O governo fez a coisa certa ao decidir não renovar o acordo com o FMI. Não faria sentido um país com superávit em transações correntes, acúmulo de reservas cambiais, com uma dívida externa que caiu US$ 16 bilhões no ano passado e que não sacou nenhuma das parcelas recentes do acordo continuar com acordos de financiamento com o Fundo. O Brasil não precisa de meta de superávit primário; sabe que precisa manter superávit e as contas em ordem por razões nossas.
Durante a transição da ditadura para a democracia, o FMI não quis fazer um acordo que desse garantia à transição. A proposta foi levada pelo então presidente do Banco Central, Affonso Celso Pastore, mas não foi aceita pelo FMI. Eles acharam que era arriscado apoiar o governo Tancredo Neves sem saber como ele seria.
Em 2002, foi diferente. O acordo que havia sido feito na época das crises cambiais de 98 foi mantido por todo o segundo mandato do governo Fernando Henrique. Durante o período eleitoral, quando ficava cada vez mais claro que o Brasil passaria por uma mudança política importante, o Fundo aceitou renovar o acordo com um volume de empréstimo ainda maior, que ajudasse a blindar o país naquela passagem.
□ □ □
Reproduza tudo, de "Durante a transição" até "país naquela passagem.", no texto sobre o acordo com o FMI, trocando "acordo" por "entendimento".
□ □ □
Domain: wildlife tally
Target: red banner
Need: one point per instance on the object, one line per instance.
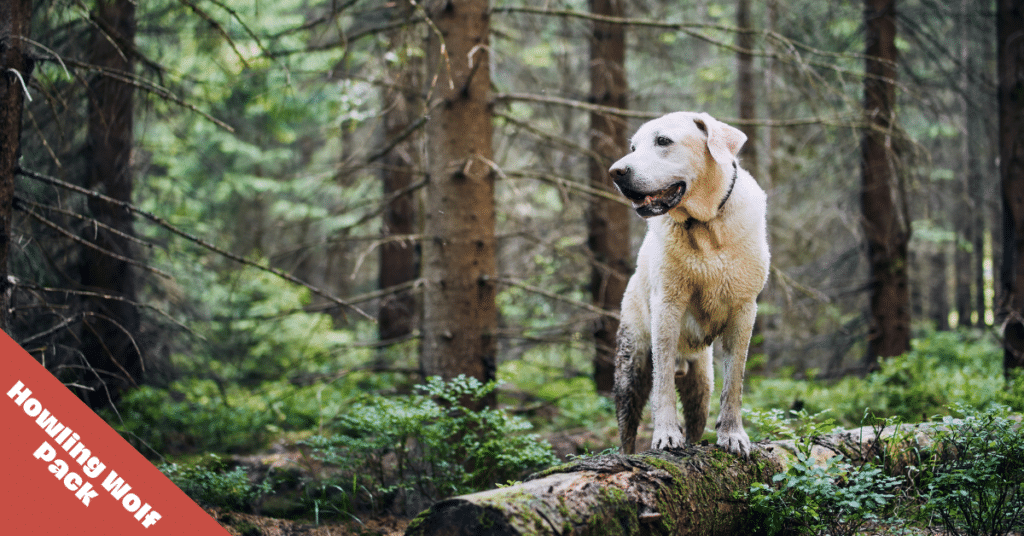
(66, 471)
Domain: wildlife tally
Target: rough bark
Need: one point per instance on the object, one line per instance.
(684, 492)
(403, 107)
(1010, 21)
(885, 224)
(15, 70)
(109, 336)
(459, 252)
(607, 220)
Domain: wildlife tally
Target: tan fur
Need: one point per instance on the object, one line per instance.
(699, 270)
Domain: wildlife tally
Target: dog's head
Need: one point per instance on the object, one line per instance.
(679, 160)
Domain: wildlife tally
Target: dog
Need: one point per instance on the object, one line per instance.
(699, 270)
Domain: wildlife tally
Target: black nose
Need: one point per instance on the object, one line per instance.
(621, 175)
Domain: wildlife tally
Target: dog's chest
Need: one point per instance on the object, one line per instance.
(708, 282)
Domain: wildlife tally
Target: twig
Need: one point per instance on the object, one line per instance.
(150, 87)
(17, 205)
(89, 220)
(196, 240)
(570, 184)
(553, 295)
(89, 293)
(397, 139)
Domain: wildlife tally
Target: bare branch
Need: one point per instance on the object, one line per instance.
(196, 240)
(17, 205)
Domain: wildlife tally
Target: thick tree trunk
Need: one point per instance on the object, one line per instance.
(686, 492)
(607, 220)
(109, 335)
(459, 263)
(1010, 21)
(15, 70)
(402, 108)
(885, 223)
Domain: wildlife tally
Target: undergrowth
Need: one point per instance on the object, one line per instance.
(968, 479)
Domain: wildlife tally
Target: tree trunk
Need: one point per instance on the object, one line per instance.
(459, 264)
(747, 94)
(687, 492)
(1010, 21)
(402, 107)
(884, 219)
(607, 220)
(938, 288)
(109, 335)
(15, 71)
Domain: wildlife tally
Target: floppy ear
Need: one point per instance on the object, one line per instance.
(723, 140)
(707, 193)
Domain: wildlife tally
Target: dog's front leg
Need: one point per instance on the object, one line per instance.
(666, 324)
(735, 341)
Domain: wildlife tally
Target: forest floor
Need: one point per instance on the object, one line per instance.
(288, 457)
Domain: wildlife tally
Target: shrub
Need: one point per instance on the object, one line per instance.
(211, 484)
(836, 498)
(942, 368)
(973, 475)
(427, 446)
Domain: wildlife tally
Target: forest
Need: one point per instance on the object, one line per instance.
(327, 262)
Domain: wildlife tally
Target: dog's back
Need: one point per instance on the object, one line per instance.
(699, 270)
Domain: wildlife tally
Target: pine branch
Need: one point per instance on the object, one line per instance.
(18, 206)
(196, 240)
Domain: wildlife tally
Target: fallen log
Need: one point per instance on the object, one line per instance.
(693, 491)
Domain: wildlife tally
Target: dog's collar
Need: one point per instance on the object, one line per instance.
(735, 173)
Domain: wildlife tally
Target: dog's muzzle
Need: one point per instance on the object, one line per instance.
(648, 204)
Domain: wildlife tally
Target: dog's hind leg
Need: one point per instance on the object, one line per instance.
(632, 386)
(694, 380)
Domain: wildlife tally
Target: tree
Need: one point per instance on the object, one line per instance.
(460, 315)
(607, 219)
(1010, 21)
(110, 331)
(15, 69)
(397, 254)
(884, 220)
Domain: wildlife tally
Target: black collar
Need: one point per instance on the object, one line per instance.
(735, 173)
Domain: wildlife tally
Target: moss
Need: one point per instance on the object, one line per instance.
(563, 467)
(624, 513)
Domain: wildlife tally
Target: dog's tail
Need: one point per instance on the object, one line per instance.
(632, 387)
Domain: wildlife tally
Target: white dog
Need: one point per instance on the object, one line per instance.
(700, 266)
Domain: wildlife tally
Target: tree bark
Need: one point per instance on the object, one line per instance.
(684, 492)
(402, 106)
(607, 220)
(15, 71)
(109, 336)
(459, 253)
(1010, 21)
(884, 219)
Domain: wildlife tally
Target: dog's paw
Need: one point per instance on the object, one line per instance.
(735, 442)
(668, 438)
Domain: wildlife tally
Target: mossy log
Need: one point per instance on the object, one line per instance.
(691, 491)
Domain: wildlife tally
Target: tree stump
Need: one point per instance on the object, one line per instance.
(693, 491)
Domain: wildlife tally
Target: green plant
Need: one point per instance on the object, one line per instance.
(835, 498)
(211, 484)
(973, 478)
(790, 424)
(430, 446)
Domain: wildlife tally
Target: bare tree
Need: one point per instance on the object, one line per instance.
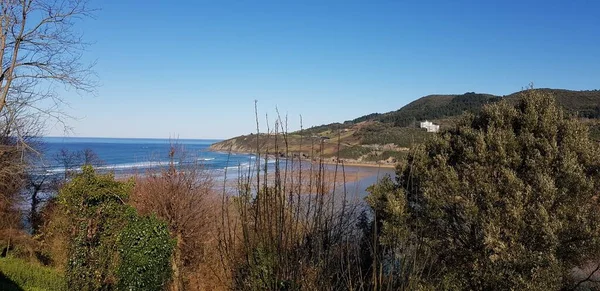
□ □ □
◆ **Exercício concluído**
Durante a transição da ditadura para a democracia, o FMI não quis fazer um entendimento que desse garantia à transição. A proposta foi levada pelo então presidente do Banco Central, Affonso Celso Pastore, mas não foi aceita pelo FMI. Eles acharam que era arriscado apoiar o governo Tancredo Neves sem saber como ele seria.
Em 2002, foi diferente. O entendimento que havia sido feito na época das crises cambiais de 98 foi mantido por todo o segundo mandato do governo Fernando Henrique. Durante o período eleitoral, quando ficava cada vez mais claro que o Brasil passaria por uma mudança política importante, o Fundo aceitou renovar o entendimento com um volume de empréstimo ainda maior, que ajudasse a blindar o país naquela passagem.